→ THE PROBLEM:
Word for word, reproduce every line of the data.

━━━━━━━━━━━━━━━━━━━━━━━━━━━━━━

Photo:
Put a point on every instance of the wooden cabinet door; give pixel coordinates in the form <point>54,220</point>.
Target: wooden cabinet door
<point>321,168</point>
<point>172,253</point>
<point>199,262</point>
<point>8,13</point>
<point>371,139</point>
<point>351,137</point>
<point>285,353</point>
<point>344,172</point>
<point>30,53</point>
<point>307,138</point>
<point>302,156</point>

━━━━━━━━━━━━━━━━━━━━━━━━━━━━━━

→ RESULT:
Photo:
Put a point on every instance of the wooden cabinet door; give pixel coordinates in the form <point>54,220</point>.
Target: wooden cabinet door
<point>321,168</point>
<point>172,253</point>
<point>199,262</point>
<point>8,13</point>
<point>371,139</point>
<point>351,137</point>
<point>285,353</point>
<point>344,172</point>
<point>30,53</point>
<point>307,138</point>
<point>302,156</point>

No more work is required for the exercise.